[Referring expression pointing data]
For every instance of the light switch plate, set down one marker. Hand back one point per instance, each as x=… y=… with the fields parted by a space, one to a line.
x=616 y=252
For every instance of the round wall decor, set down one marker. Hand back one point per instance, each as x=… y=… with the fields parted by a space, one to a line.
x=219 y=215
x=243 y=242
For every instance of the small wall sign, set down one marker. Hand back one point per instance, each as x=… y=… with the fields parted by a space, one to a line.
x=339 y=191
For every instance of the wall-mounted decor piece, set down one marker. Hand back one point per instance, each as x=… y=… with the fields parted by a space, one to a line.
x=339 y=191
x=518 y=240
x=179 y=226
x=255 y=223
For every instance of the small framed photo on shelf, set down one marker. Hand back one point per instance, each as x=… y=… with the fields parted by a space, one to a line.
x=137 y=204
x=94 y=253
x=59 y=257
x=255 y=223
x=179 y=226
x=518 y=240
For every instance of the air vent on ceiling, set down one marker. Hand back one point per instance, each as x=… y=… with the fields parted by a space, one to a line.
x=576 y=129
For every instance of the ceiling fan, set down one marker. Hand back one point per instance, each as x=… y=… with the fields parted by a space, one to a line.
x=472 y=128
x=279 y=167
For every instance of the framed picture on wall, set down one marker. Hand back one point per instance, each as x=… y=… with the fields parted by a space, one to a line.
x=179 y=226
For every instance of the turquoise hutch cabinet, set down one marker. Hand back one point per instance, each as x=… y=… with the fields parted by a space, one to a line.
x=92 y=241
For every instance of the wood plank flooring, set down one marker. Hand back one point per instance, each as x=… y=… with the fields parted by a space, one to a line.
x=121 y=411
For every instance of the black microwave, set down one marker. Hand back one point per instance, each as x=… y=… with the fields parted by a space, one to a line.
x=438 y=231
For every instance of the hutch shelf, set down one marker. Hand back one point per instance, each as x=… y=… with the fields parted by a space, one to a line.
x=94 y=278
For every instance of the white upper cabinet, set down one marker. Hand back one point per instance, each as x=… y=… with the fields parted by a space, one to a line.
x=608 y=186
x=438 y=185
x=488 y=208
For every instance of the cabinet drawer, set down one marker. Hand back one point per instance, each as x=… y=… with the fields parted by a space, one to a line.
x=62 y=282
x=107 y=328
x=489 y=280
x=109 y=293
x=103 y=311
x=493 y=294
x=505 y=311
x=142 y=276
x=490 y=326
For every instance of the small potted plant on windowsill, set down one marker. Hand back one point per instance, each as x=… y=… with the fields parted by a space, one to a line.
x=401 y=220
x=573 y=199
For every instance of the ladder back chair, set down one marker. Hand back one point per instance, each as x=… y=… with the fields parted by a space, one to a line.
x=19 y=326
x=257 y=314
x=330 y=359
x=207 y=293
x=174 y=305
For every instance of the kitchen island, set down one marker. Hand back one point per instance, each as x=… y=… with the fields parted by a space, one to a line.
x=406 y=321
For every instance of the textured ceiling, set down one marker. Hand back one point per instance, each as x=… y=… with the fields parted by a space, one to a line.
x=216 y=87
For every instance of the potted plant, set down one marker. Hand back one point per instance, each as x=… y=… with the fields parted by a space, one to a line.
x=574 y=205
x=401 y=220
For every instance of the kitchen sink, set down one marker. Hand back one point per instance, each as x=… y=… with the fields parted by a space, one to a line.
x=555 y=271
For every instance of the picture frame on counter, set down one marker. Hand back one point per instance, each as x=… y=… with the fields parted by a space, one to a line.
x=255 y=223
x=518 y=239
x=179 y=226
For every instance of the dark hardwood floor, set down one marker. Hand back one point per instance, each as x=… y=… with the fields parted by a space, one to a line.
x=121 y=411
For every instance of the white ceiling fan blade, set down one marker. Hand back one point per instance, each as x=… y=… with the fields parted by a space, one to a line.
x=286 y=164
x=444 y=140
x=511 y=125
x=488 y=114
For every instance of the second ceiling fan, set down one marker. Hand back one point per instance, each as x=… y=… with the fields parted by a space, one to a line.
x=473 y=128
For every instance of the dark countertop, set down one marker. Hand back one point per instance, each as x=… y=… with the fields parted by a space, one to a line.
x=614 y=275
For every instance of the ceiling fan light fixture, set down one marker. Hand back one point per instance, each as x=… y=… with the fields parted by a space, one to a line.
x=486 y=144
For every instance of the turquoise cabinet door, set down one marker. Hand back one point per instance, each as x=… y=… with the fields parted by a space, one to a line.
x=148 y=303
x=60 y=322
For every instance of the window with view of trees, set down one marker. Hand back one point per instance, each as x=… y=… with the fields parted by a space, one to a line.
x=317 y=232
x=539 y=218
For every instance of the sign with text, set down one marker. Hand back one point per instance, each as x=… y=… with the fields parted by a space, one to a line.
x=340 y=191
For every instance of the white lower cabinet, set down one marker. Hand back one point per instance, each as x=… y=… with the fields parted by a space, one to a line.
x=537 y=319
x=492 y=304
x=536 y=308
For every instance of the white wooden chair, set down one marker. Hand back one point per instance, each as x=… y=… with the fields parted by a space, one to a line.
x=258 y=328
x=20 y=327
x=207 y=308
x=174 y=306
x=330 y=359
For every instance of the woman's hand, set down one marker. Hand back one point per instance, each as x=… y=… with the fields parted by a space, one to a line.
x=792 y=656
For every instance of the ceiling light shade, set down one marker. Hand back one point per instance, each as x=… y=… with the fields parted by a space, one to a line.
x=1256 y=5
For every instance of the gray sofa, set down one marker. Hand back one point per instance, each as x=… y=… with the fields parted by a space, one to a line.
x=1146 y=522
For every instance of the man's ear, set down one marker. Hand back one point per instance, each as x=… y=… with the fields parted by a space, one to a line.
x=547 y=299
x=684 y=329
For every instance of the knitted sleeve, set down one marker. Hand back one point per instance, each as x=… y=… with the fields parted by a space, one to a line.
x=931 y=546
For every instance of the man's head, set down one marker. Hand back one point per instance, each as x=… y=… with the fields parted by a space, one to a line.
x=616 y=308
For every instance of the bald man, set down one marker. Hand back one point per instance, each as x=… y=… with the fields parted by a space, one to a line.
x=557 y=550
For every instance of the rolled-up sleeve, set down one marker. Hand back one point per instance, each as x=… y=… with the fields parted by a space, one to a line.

**Task item:** Set down every record above, word for word.

**Output of the exercise:**
For every instance of the light switch plate, set down one marker. Hand back one point per instance, each as x=… y=… with the fields parted by a space, one to a line.
x=616 y=252
For every instance of the round wall decor, set down one marker. Hand back one point per instance, each as x=… y=… with the fields parted by a space, one to a line.
x=219 y=215
x=243 y=242
For every instance of the small wall sign, set down one marker. Hand back one point per instance, each as x=… y=… with the fields parted by a space, one to a line.
x=339 y=191
For every instance of the wall-mounted decor piece, set down one marker. Hand back one point per instance, each as x=… y=… with the fields parted by a space, one to a line.
x=339 y=191
x=518 y=240
x=179 y=226
x=255 y=223
For every instance of the small framed photo on shelf, set down one marker. Hand back one point per instance, each as x=… y=… with the fields parted by a space, one to a line.
x=137 y=204
x=94 y=253
x=59 y=257
x=255 y=223
x=179 y=226
x=518 y=240
For every instance of the air vent on ceiling, set down one marker. Hand back one point per instance, each as x=… y=… with the fields parted by a space, one to a line.
x=576 y=129
For every instance of the ceiling fan, set down one marker. Hand back one point per instance, each as x=… y=… with the fields parted by a space, one to a line.
x=472 y=128
x=279 y=167
For every instance of the framed picture on wall, set down one marker. Hand back one point per instance, each as x=… y=… with the fields parted by a space, one to a line.
x=179 y=226
For every instance of the turquoise hutch cabinet, set down one marker. Hand back one point per instance, each as x=… y=… with the fields parted by a space, one to a line.
x=92 y=241
For every instance of the wood plank flooring, set down one marker. Hand back one point per instance, each as x=… y=… with the fields parted by a space, one to a line.
x=121 y=411
For every instance of the black microwave, set down one marker. Hand back one point per instance, each as x=… y=… with the fields parted by a space, one to a line.
x=438 y=231
For every instance of the hutch shelf, set down one marker. Hand back one point per instance, each as x=… y=… with the fields parted by a space, one to a line.
x=94 y=278
For every instance of the white upper cabinet, set down one marker. Hand back one point per instance, each as x=… y=… with the fields parted by a space, one to a line.
x=608 y=186
x=438 y=185
x=488 y=208
For every instance of the cabinet drawer, set down one marker. Hand back one point per instance, each as x=… y=… with the fields parted by a space, one to a line.
x=62 y=282
x=107 y=328
x=489 y=280
x=109 y=293
x=103 y=311
x=493 y=294
x=505 y=311
x=142 y=276
x=490 y=326
For every instance of the small potted plant on windowsill, set down one marker. Hand back one point per instance, each as x=… y=… with the fields parted by a space, one to a line.
x=401 y=220
x=573 y=199
For every instance of the ladder back chair, set down one marker. Hand back one point per instance, each as x=… y=… with the fields parted by a space, one to a line.
x=19 y=326
x=257 y=314
x=330 y=359
x=207 y=293
x=174 y=305
For every instance of the kitchen island, set down one marker. Hand back one point per instance, each as x=… y=… with the fields parted by a space, one to a line.
x=406 y=321
For every instance of the textured ceiling, set down one marker. Hand back one point per instance, each as x=… y=… with the fields parted by a space, one to a line.
x=216 y=87
For every instance of the potted plant, set down one marker. Hand back one point per instance, each as x=… y=… with the fields parted by a space, one to a line.
x=574 y=205
x=401 y=220
For every instance of the kitchen sink, set down one marker. Hand back one point per instance, each as x=… y=… with the fields parted by a space, one to a line.
x=555 y=271
For every instance of the picture frame on counter, set down one marker. Hand back one point per instance, each as x=… y=… with the fields parted by a space, one to a line.
x=255 y=223
x=518 y=239
x=179 y=226
For every instance of the dark hardwood floor, set down one marker. Hand back one point per instance, each as x=… y=… with the fields parted by a space, one to a line.
x=121 y=411
For every instance of the white ceiling fan blade, set down one marker. Hand back one point per instance, each as x=… y=… with the fields parted by a space, one to a line.
x=286 y=164
x=444 y=140
x=511 y=125
x=488 y=114
For every instance of the second ceiling fan, set down one marker. Hand back one point per instance, each as x=… y=… with the fields parted by a space, one to a line.
x=473 y=128
For every instance of the dark countertop, set down one marker. Hand back one point per instance, each as x=… y=… with the fields parted by a space, one to a line.
x=614 y=275
For every instance of the ceiling fan light fixture, set down one marker. Hand back one point per instance, each as x=… y=… with the fields parted by a space, one to a line.
x=486 y=144
For every instance of the turquoise cabinet door, set down one marker. Hand back one point per instance, each as x=… y=… with the fields parted by a space, one to a line.
x=148 y=303
x=60 y=322
For every instance of the window with view of trees, set down one marker. Hand back one point per instance, each as x=… y=… with the fields parted by a space, one to a line.
x=317 y=232
x=539 y=218
For every instance of the sign with text, set down one marker. Hand back one point per instance, each as x=… y=… with the fields parted by a space, one to a line.
x=340 y=191
For every instance of the white lower cabinet, set down one marker. Hand back one point per instance, each as x=… y=… with the fields parted by a space, one to a line.
x=537 y=319
x=492 y=304
x=536 y=308
For every instance of the white wooden chair, set down one marker. Hand back one point per instance, each as x=… y=… with the fields parted by a space, one to a line.
x=258 y=328
x=20 y=327
x=207 y=308
x=174 y=306
x=330 y=359
For every instance of the woman's hand, set down one marker. Hand back one point per instance, each as x=… y=… with the fields parted by a space, one to a line.
x=792 y=656
For every instance of the ceiling light shade, set down one marker. Hand back one point per instance, each as x=… y=… with the fields parted by a space, one to a line.
x=1256 y=5
For every instance of the gray sofa, set down one marker. Hand back one point per instance, each as x=… y=… with the fields parted by a space, one to a line.
x=1146 y=522
For every instance of the man's ear, set down one marker. Hand back one point per instance, each as x=… y=… with the fields parted by a space, one to a line.
x=547 y=299
x=684 y=329
For every instance of the knitted sleeve, set down one marker. Hand back one point per instance, each as x=… y=… with the fields parted by a space, one to a line.
x=931 y=546
For every instance of the man's head, set down one marker. Hand back one point per instance, each as x=… y=… with the fields parted by a space, one to a line.
x=616 y=308
For every instance of the bald man, set down one marker. Hand back one point per instance, each as x=… y=… with the fields parted by a space, one to a line.
x=557 y=550
For every instance of the rolled-up sleeve, set down one marker. Hand back one point per instance, each as x=… y=… with the fields parted by a space, one to a line.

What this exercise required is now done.